What lines in the material hold the string "help"? Copy out each of them.
***** DATA EXTRACTS *****
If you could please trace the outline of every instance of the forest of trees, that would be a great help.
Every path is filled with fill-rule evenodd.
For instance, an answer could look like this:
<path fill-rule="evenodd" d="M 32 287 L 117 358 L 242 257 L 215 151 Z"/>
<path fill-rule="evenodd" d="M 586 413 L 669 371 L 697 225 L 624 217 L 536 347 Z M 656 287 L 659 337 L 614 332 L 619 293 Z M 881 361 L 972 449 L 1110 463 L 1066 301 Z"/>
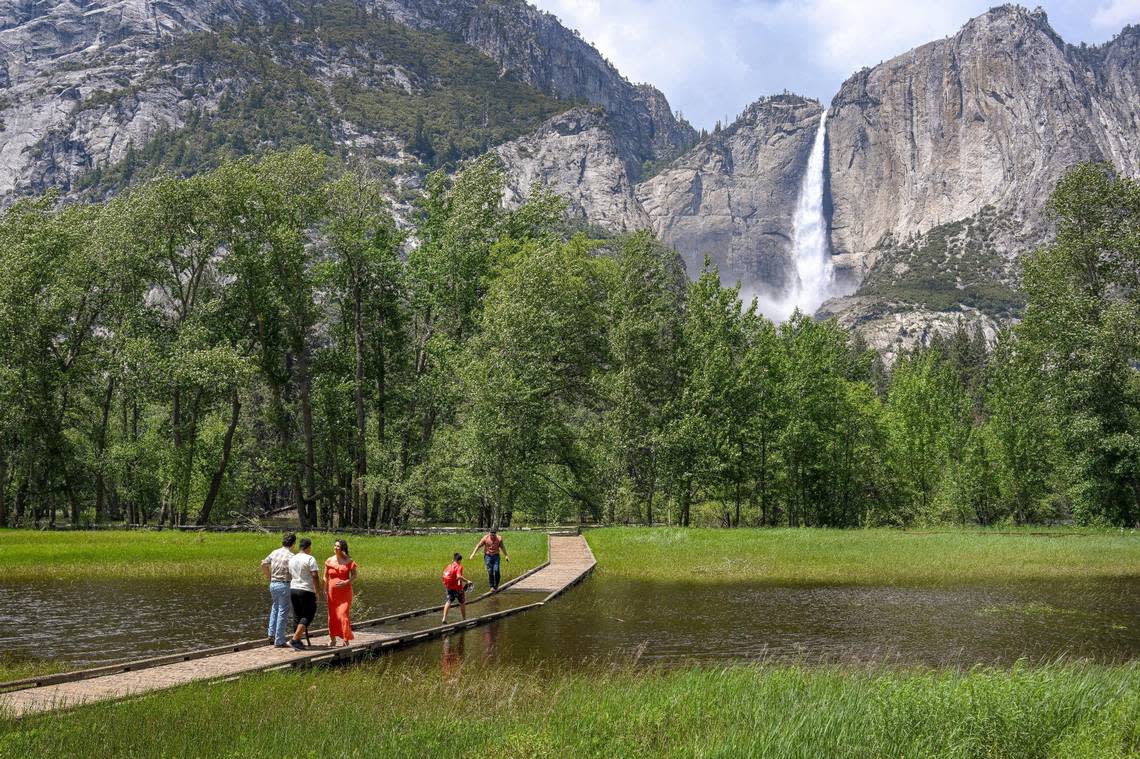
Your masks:
<path fill-rule="evenodd" d="M 1140 520 L 1140 188 L 1107 167 L 1057 187 L 1016 327 L 889 367 L 503 182 L 432 175 L 414 229 L 309 148 L 18 202 L 0 525 Z"/>

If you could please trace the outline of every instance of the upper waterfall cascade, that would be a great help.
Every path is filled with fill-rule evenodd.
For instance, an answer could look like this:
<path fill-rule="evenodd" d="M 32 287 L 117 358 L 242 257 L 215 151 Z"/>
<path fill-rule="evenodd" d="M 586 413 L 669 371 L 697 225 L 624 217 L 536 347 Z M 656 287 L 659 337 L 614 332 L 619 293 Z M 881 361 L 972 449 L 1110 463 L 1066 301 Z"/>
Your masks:
<path fill-rule="evenodd" d="M 761 303 L 769 317 L 784 321 L 798 308 L 811 315 L 831 297 L 834 272 L 831 246 L 828 242 L 827 219 L 823 213 L 823 186 L 827 145 L 827 111 L 819 117 L 807 171 L 800 186 L 796 213 L 792 220 L 792 262 L 795 277 L 782 297 Z"/>

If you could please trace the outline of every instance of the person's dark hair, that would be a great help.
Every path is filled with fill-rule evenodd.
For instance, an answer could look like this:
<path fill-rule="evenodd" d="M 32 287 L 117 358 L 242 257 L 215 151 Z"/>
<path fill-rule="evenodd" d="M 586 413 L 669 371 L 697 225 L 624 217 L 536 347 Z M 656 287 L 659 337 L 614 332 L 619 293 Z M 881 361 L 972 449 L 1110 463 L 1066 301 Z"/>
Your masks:
<path fill-rule="evenodd" d="M 463 561 L 463 554 L 461 554 L 461 553 L 455 554 L 455 560 L 456 561 Z"/>
<path fill-rule="evenodd" d="M 293 544 L 296 542 L 297 536 L 291 532 L 285 533 L 285 535 L 281 538 L 281 545 L 285 546 L 286 548 L 292 548 Z"/>
<path fill-rule="evenodd" d="M 313 544 L 313 541 L 309 540 L 308 538 L 301 538 L 301 550 L 302 551 L 304 551 L 306 548 L 308 548 L 312 544 Z"/>
<path fill-rule="evenodd" d="M 344 538 L 337 538 L 336 542 L 340 543 L 340 550 L 344 551 L 344 555 L 350 556 L 350 554 L 348 553 L 348 541 L 345 540 Z"/>
<path fill-rule="evenodd" d="M 492 535 L 498 535 L 498 534 L 499 534 L 499 531 L 498 531 L 498 530 L 496 530 L 494 527 L 492 527 L 492 528 L 491 528 L 491 534 L 492 534 Z"/>

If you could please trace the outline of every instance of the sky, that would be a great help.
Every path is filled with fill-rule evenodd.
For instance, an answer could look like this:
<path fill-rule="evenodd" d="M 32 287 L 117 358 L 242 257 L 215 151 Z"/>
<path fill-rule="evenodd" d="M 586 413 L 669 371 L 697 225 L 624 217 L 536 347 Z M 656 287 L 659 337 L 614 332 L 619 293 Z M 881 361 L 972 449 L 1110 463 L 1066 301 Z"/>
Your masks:
<path fill-rule="evenodd" d="M 785 89 L 829 102 L 847 77 L 952 35 L 998 0 L 531 0 L 698 128 Z M 1046 0 L 1073 44 L 1140 23 L 1140 0 Z"/>

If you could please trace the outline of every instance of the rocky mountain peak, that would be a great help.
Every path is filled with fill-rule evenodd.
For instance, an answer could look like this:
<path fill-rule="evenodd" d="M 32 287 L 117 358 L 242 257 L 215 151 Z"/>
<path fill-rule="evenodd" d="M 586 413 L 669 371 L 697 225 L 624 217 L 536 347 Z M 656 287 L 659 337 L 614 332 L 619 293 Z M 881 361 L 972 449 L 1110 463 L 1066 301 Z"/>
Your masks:
<path fill-rule="evenodd" d="M 828 120 L 832 250 L 863 284 L 855 311 L 829 311 L 912 336 L 946 311 L 1015 312 L 1057 180 L 1090 160 L 1140 173 L 1135 40 L 1074 47 L 1044 12 L 1003 5 L 845 82 Z"/>
<path fill-rule="evenodd" d="M 740 116 L 737 117 L 736 121 L 730 124 L 728 128 L 732 129 L 742 123 L 754 124 L 760 121 L 770 121 L 773 118 L 779 119 L 794 114 L 799 109 L 813 106 L 817 112 L 822 108 L 820 102 L 815 98 L 804 97 L 790 92 L 781 93 L 779 95 L 765 95 L 745 106 Z"/>
<path fill-rule="evenodd" d="M 665 96 L 634 85 L 576 32 L 523 0 L 371 0 L 397 20 L 446 31 L 534 87 L 610 114 L 630 178 L 645 162 L 672 157 L 696 142 Z"/>
<path fill-rule="evenodd" d="M 1038 36 L 1057 47 L 1065 46 L 1060 35 L 1049 25 L 1049 17 L 1042 8 L 1029 10 L 1021 5 L 1006 4 L 970 19 L 955 38 L 962 44 L 991 44 L 1016 49 Z"/>

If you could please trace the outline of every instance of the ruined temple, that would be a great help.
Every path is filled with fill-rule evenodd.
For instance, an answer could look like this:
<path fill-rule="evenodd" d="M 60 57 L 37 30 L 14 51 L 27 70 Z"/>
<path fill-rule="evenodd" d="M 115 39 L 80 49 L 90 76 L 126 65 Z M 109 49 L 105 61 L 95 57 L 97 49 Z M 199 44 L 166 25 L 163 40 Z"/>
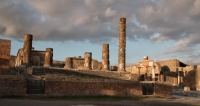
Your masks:
<path fill-rule="evenodd" d="M 11 41 L 0 40 L 0 81 L 6 83 L 0 87 L 0 96 L 15 92 L 165 97 L 171 96 L 172 86 L 200 91 L 200 65 L 189 66 L 177 59 L 154 61 L 144 56 L 137 64 L 126 66 L 126 18 L 119 19 L 118 66 L 110 66 L 109 44 L 102 44 L 100 61 L 92 52 L 83 51 L 83 57 L 63 57 L 62 62 L 53 60 L 53 48 L 35 50 L 32 41 L 33 35 L 25 34 L 23 47 L 16 56 L 10 56 Z M 8 74 L 11 76 L 2 77 Z"/>

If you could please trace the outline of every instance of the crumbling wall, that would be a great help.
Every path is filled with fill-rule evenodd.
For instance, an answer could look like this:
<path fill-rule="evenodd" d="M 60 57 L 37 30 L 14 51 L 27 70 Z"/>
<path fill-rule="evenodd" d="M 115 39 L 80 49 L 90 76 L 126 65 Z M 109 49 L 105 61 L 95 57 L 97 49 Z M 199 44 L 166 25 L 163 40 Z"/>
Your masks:
<path fill-rule="evenodd" d="M 82 69 L 84 67 L 84 58 L 72 58 L 72 68 Z"/>
<path fill-rule="evenodd" d="M 0 39 L 0 75 L 9 74 L 10 40 Z"/>
<path fill-rule="evenodd" d="M 98 69 L 99 62 L 97 60 L 92 59 L 92 69 L 97 70 Z"/>
<path fill-rule="evenodd" d="M 158 63 L 162 71 L 176 72 L 176 67 L 180 67 L 180 62 L 177 59 L 159 61 Z"/>
<path fill-rule="evenodd" d="M 10 62 L 9 62 L 9 68 L 10 69 L 14 69 L 15 68 L 15 60 L 16 60 L 16 56 L 10 56 Z"/>
<path fill-rule="evenodd" d="M 190 87 L 190 90 L 196 90 L 196 71 L 197 70 L 190 70 L 185 77 L 183 77 L 183 85 Z"/>
<path fill-rule="evenodd" d="M 31 63 L 33 66 L 43 66 L 46 51 L 31 51 Z"/>

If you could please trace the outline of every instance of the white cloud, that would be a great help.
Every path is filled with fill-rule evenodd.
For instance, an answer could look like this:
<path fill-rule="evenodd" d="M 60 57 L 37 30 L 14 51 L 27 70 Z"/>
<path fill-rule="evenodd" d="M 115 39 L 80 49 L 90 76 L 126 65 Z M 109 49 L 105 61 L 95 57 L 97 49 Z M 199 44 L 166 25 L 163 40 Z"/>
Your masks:
<path fill-rule="evenodd" d="M 106 17 L 113 17 L 117 13 L 116 10 L 112 10 L 110 7 L 106 9 L 105 16 Z"/>

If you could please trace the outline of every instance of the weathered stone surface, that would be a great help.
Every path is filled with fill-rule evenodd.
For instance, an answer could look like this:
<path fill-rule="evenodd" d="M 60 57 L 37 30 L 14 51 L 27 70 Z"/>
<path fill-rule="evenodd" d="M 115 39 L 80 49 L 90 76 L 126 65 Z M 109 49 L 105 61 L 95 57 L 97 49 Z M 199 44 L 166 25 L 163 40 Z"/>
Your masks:
<path fill-rule="evenodd" d="M 33 35 L 30 35 L 30 34 L 24 35 L 23 63 L 25 64 L 31 63 L 32 39 L 33 39 Z"/>
<path fill-rule="evenodd" d="M 53 48 L 46 48 L 44 66 L 51 67 L 53 64 Z"/>
<path fill-rule="evenodd" d="M 126 66 L 126 18 L 120 18 L 118 71 L 124 72 Z"/>
<path fill-rule="evenodd" d="M 101 70 L 102 69 L 102 62 L 98 62 L 98 68 L 97 70 Z"/>
<path fill-rule="evenodd" d="M 102 48 L 102 69 L 101 70 L 110 70 L 109 44 L 103 44 L 103 48 Z"/>
<path fill-rule="evenodd" d="M 189 71 L 183 78 L 183 85 L 190 87 L 191 90 L 196 90 L 195 75 L 196 70 Z"/>
<path fill-rule="evenodd" d="M 0 39 L 0 75 L 9 74 L 11 41 Z"/>
<path fill-rule="evenodd" d="M 117 66 L 111 66 L 111 71 L 117 71 Z"/>
<path fill-rule="evenodd" d="M 92 53 L 91 52 L 85 52 L 85 63 L 84 63 L 84 69 L 91 70 L 91 63 L 92 63 Z"/>
<path fill-rule="evenodd" d="M 27 81 L 22 76 L 0 76 L 0 96 L 25 96 Z"/>
<path fill-rule="evenodd" d="M 98 70 L 99 62 L 97 60 L 92 59 L 92 69 Z"/>
<path fill-rule="evenodd" d="M 72 61 L 72 59 L 73 59 L 73 58 L 71 58 L 71 57 L 67 57 L 67 58 L 66 58 L 65 67 L 64 67 L 64 68 L 69 68 L 69 69 L 73 68 L 73 67 L 72 67 L 72 66 L 73 66 L 73 61 Z"/>
<path fill-rule="evenodd" d="M 133 82 L 46 81 L 45 93 L 47 96 L 133 96 L 142 95 L 142 87 Z"/>
<path fill-rule="evenodd" d="M 197 70 L 196 70 L 196 76 L 195 76 L 196 78 L 196 90 L 197 91 L 200 91 L 200 69 L 198 68 Z"/>
<path fill-rule="evenodd" d="M 172 96 L 172 85 L 155 83 L 154 95 L 161 97 L 171 97 Z"/>

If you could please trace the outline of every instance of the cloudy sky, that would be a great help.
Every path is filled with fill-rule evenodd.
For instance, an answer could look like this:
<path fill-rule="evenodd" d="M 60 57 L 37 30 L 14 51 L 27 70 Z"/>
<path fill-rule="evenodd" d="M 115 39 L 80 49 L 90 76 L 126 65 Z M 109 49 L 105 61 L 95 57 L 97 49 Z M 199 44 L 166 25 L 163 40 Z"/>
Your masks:
<path fill-rule="evenodd" d="M 101 61 L 110 44 L 118 63 L 119 19 L 126 18 L 126 63 L 148 55 L 200 64 L 200 0 L 1 0 L 0 38 L 12 40 L 11 55 L 33 35 L 36 50 L 54 49 L 54 59 L 92 52 Z"/>

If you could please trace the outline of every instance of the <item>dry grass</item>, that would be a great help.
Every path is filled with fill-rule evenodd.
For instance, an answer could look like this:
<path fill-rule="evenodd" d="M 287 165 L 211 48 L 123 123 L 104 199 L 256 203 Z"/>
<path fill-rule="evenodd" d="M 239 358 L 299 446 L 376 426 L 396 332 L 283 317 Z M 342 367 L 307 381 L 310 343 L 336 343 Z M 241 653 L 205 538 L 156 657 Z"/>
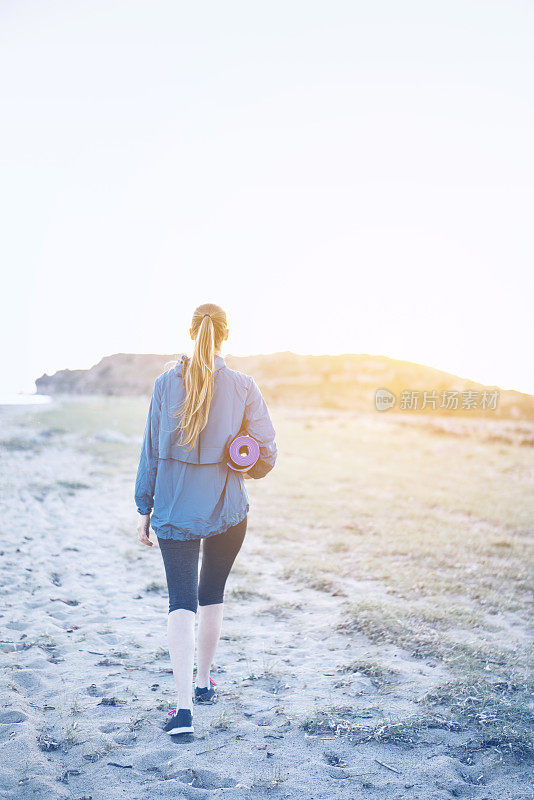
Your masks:
<path fill-rule="evenodd" d="M 370 678 L 375 686 L 383 686 L 391 683 L 398 676 L 398 670 L 385 666 L 378 661 L 371 659 L 356 658 L 348 664 L 338 667 L 340 672 L 355 673 L 365 675 Z"/>
<path fill-rule="evenodd" d="M 452 676 L 405 719 L 365 722 L 319 709 L 304 729 L 398 744 L 443 729 L 467 735 L 472 749 L 530 757 L 527 694 L 502 689 L 530 661 L 534 468 L 513 424 L 504 442 L 494 425 L 469 430 L 465 420 L 436 427 L 284 413 L 276 422 L 280 461 L 265 489 L 252 487 L 252 500 L 268 520 L 279 574 L 342 598 L 339 632 Z M 357 660 L 354 671 L 380 681 L 372 664 Z M 466 699 L 470 685 L 476 701 Z"/>

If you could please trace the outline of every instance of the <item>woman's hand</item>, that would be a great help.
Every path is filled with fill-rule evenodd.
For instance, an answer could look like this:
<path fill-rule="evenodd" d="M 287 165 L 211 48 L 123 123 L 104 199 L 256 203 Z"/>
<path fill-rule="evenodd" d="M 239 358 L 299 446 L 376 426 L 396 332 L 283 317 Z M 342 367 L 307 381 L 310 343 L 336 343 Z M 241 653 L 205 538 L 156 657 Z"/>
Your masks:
*****
--- ANSWER TO THIS PROBLEM ---
If you could please trace the outline of every instance of the forest of trees, that would be a great help.
If you could please trace the outline of every instance of the upper waterfall cascade, that would be a great help.
If you could please trace the outline of every instance of the person's dark hair, that would be a great help.
If you could please trace the outline of every instance of the sky, that would be a great help.
If you could please trace the outline of every instance of the rocky mountain peak, that would be a great help.
If you could please trace the outline of every instance of the ruined temple, that would be a great help.
If you could please trace the outline of every instance of the crumbling wall, that would be a great help.
If you could please trace the outline of every instance of the white cloud, that would be a great help.
If you could please trace the outline of every instance of the weathered stone surface, that would be a great help.
If you could please trace the outline of every instance of the cloudy sky, that would be a great help.
If you could please trace the outline of every instance of the <item>dry grass</item>, that would be a great help.
If you could please trace the outline of every instance of the <item>woman's hand</item>, that would be a great help.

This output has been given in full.